SUPPLIED TEXT:
►

# Golf GTI - Finally drove one



## Robert A (May 18, 2003)

Santa Monica VW has two GTIs now. I suppose every dealer in the country must have them by now because we're here on the west coast.

Anyway, the one I drove was a medium metallic grey, with black leather interior, and a six speed manual transmission. I drove it at night, and the dash was lovely, the xenon's were bright, and the steering feel at speed (it's servotronic, so it's heavily boosted at slow speeds) was first rate.

All the reviews on this car have been spot-on with respect to the qualtiy, the engine, and the handling on the car. The car is especially fun at speed on the freeway because it feels very lively, yet stable and connected to the road. It also corners very well.

The one downside, and it is a big one, is the front wheel drive. FWD essentially kills the car for me, because whenever you accelerate into a corner, or simply accelerate in a straight line, you're aware that the car is not evenly balanced, and no amount of suspension engineering can cure it. I also found that the manual transmission made the car an effort to drive in traffic, which I owe to the shift linkage being longer with an FWD car. I drive a manual 530i, and have no problems in traffic. I wish that VW/Audi would finally invest in RWD technology to cure problems inherent in FWD platforms, because the car is otherwise so great. 

I won't comment on how it stacks up against any BMW except to say that the car is very good looking and worthy of consideration given its price point.


----------



## SmoothCruise (Jul 23, 2005)

Robert A said:


> Santa Monica VW has two GTIs now. I suppose every dealer in the country must have them by now because we're here on the west coast.
> 
> Anyway, the one I drove was a medium metallic grey, with black leather interior, and a six speed manual transmission. I drove it at night, and the dash was lovely, the xenon's were bright, and the steering feel at speed (it's servotronic, so it's heavily boosted at slow speeds) was first rate.

◄

RECORDS:
►

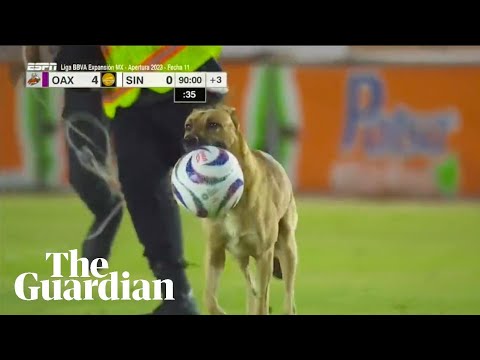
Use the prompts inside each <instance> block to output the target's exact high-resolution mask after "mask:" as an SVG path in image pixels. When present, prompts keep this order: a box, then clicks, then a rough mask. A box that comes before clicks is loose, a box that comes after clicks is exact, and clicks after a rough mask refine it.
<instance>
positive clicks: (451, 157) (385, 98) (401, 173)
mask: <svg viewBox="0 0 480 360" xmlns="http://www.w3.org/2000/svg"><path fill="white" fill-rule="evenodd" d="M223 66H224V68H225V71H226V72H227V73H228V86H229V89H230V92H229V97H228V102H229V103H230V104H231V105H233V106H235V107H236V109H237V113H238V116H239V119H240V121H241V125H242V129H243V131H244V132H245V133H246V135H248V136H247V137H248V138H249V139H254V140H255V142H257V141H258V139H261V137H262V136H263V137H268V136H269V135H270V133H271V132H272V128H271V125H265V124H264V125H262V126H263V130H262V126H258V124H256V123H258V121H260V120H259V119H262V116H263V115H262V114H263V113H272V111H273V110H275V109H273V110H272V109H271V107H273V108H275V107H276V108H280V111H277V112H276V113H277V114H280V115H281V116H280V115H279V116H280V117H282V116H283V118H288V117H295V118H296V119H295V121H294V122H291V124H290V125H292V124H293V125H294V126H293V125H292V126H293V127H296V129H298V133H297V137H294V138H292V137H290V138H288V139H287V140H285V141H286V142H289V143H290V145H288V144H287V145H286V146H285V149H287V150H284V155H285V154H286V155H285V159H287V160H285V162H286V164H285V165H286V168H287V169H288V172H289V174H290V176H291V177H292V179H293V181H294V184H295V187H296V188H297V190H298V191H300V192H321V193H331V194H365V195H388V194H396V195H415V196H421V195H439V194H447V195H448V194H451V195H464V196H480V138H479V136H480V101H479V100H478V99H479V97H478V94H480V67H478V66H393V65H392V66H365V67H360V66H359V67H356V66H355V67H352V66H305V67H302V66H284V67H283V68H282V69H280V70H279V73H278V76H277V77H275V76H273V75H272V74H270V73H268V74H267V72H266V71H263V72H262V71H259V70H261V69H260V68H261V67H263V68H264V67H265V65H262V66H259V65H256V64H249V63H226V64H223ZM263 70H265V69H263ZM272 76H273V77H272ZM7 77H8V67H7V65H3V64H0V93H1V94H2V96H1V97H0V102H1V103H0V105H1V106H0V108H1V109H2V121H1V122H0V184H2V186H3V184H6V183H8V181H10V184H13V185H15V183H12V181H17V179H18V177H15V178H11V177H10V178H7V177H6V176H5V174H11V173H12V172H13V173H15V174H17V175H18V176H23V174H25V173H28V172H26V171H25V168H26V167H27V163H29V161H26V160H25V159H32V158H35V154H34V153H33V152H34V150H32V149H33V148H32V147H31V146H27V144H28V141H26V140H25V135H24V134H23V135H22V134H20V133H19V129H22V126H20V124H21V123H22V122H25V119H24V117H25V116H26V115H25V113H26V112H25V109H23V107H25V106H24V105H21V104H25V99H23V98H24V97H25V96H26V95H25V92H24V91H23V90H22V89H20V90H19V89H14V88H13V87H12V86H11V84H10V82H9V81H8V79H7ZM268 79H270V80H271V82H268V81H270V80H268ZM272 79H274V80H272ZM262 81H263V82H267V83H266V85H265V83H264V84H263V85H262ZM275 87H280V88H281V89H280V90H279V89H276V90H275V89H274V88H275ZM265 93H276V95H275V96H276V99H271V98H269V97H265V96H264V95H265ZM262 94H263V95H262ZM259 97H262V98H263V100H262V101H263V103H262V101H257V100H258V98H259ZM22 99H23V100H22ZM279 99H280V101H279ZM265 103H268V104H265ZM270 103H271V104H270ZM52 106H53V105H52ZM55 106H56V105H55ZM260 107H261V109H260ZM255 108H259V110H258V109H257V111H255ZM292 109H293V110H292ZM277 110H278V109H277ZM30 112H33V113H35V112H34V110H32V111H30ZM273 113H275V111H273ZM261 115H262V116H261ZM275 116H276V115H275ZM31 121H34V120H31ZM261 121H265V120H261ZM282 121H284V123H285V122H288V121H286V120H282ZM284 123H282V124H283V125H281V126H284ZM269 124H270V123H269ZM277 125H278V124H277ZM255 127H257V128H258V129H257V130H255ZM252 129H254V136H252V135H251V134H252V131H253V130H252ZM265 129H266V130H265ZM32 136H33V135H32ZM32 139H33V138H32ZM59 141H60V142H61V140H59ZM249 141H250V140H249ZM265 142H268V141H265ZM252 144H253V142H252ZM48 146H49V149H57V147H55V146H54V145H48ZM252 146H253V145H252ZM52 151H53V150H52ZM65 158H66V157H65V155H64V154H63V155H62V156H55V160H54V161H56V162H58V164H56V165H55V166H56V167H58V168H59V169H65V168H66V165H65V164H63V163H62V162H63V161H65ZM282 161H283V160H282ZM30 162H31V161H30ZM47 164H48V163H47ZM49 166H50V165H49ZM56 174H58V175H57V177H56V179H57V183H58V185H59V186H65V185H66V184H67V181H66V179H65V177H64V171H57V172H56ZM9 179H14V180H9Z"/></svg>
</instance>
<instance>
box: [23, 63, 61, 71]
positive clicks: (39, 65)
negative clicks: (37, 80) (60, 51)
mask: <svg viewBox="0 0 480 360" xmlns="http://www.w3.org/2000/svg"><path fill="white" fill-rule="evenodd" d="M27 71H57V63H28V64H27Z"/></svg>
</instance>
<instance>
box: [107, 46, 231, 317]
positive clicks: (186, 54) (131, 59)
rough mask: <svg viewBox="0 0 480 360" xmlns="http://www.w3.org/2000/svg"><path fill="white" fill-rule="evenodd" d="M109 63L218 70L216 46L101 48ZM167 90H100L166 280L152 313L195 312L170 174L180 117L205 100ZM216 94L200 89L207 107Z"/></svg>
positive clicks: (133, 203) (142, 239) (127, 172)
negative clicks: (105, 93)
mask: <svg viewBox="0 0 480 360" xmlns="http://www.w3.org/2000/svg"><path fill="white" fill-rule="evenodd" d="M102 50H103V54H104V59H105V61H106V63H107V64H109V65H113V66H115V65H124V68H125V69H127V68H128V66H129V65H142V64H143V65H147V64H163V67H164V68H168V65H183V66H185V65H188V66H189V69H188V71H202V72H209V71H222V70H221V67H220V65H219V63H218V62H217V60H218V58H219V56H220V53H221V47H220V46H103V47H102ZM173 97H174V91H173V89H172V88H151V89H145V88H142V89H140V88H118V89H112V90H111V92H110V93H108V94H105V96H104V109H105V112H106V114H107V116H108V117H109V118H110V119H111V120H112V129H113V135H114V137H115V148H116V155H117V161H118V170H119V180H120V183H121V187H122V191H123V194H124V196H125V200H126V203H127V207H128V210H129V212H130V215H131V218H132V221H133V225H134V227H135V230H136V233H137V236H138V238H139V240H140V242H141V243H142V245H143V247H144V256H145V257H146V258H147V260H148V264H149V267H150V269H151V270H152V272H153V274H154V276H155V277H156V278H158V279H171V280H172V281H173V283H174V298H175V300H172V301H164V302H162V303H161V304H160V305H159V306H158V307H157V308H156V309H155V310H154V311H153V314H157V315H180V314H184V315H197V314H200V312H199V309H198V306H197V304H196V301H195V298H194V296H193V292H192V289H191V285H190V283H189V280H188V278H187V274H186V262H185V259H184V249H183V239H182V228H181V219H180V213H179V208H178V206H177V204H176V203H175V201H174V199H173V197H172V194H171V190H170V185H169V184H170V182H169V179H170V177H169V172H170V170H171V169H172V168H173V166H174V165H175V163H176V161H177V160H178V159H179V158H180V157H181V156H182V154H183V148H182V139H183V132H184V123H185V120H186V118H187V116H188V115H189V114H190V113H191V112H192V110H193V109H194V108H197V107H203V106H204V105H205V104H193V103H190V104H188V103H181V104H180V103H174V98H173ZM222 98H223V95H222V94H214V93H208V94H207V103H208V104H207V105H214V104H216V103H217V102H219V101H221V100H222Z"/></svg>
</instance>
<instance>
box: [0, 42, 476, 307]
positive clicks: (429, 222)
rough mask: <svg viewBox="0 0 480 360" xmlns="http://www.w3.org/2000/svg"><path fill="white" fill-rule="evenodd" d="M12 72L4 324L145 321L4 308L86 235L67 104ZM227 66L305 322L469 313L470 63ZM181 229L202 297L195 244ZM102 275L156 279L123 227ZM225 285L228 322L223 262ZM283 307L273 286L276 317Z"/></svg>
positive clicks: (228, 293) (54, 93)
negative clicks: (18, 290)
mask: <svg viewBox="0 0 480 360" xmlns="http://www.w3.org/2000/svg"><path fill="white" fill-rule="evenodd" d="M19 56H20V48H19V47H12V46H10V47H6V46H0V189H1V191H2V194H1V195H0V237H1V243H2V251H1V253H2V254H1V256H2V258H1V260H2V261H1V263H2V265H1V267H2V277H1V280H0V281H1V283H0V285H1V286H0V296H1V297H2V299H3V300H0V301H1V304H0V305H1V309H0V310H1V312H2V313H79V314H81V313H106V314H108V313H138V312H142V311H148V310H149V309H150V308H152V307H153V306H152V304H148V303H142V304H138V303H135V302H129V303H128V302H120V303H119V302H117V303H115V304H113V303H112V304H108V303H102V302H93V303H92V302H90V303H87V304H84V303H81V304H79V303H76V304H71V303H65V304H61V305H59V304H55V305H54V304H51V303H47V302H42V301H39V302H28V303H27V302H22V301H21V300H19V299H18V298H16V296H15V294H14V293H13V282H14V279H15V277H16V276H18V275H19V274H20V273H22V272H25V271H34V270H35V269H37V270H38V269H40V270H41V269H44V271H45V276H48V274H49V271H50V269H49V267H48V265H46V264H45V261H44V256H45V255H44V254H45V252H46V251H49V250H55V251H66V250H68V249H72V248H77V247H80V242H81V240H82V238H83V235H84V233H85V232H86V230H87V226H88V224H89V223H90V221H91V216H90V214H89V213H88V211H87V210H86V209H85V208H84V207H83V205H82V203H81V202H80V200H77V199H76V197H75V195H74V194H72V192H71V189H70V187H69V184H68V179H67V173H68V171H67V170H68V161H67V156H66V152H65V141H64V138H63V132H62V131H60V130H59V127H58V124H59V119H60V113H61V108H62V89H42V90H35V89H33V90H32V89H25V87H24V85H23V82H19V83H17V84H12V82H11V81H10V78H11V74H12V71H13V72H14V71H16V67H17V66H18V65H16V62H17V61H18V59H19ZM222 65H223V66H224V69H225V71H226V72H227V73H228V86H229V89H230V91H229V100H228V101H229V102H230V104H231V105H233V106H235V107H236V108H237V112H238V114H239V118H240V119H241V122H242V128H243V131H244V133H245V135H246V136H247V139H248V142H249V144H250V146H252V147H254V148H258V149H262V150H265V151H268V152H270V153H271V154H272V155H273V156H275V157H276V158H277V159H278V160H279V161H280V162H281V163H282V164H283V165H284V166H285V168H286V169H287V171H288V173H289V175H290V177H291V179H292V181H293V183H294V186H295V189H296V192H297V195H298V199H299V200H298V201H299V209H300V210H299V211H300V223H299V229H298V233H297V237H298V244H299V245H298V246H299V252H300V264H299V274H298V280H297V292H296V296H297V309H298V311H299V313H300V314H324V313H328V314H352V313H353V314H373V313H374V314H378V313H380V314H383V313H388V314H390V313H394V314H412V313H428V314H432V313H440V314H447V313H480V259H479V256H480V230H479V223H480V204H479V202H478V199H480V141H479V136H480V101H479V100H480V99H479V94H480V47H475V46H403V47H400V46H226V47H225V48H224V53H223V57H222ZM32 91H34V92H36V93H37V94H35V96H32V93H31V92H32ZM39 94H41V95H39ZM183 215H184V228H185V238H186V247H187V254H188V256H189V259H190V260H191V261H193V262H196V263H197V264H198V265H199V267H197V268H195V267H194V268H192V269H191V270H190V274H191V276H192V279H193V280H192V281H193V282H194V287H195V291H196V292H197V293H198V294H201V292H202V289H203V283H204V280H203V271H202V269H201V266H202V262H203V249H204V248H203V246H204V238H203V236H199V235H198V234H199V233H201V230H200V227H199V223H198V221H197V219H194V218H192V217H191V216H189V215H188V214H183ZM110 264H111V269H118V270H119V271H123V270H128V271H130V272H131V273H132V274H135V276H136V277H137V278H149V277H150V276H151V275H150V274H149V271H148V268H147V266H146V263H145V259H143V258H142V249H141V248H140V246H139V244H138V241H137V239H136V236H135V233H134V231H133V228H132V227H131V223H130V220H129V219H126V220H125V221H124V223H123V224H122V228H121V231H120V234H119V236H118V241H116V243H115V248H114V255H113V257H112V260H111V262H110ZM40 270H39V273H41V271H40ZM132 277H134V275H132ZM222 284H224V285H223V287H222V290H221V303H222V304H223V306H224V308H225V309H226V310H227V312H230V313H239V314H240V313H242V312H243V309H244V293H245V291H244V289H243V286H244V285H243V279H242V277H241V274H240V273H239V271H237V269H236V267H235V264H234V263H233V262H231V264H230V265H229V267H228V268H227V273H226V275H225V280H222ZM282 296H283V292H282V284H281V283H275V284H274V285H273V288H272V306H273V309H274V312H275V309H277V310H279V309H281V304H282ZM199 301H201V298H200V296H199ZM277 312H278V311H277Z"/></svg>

◄

ACTIONS TO TAKE:
1) Based on the Golf GTI thread, answer yes or no to each statement and quote the deciding words. (a) The GTI that was driven had a six-speed manual transmission. (b) The test drive took place during the day. (c) The poster has trouble driving a manual 530i in traffic.
2) Continue the Golf GTI thread from its last line.
The entries play no role here.

ANSWERS BY ITEM:
1)
(a) Yes: "a six speed manual transmission"
(b) No: "I drove it at night"
(c) No: "I drive a manual 530i, and have no problems in traffic."

2)
> 
> ...


Now what about those Golf R32s? I thought they were awd. Have you driven one of those? I'm curious how they handle too. I think they look sweet.


----------



## Robert A (May 18, 2003)

They haven't introduced one for the new Mark V platform, but I suspect AWD still suffers from the same front weight bias of FWD.



SmoothCruise said:


> Now what about those Golf R32s? I thought they were awd. Have you driven one of those? I'm curious how they handle too. I think they look sweet.


----------



## LA525iT (Oct 27, 2003)

FWD manual cars can be engineered to be easy to drive in traffic. FWD Honda products, for example, have far superior manual transmissions than BMWs.


----------



## brkf (May 26, 2003)

LA525iT said:


> FWD manual cars can be engineered to be easy to drive in traffic. FWD Honda products, for example, have far superior manual transmissions than BMWs.


I'm scheduled to drive the GTI DSG tonight. I'll try to report back later in the evening.

I'm looking forward to driving the car but after sitting one Sunday, I am worried the car sits too high and the driver definitely sits too high for my liking.


----------



## Chris90 (Apr 7, 2003)

blueguydotcom said:


> I'm scheduled to drive the GTI DSG tonight. I'll try to report back later in the evening.
> 
> I'm looking forward to driving the car but after sitting one Sunday, I am worried the car sits too high and the driver definitely sits too high for my liking.


Invest in a set of springs. Fixing the seat's not so easy though.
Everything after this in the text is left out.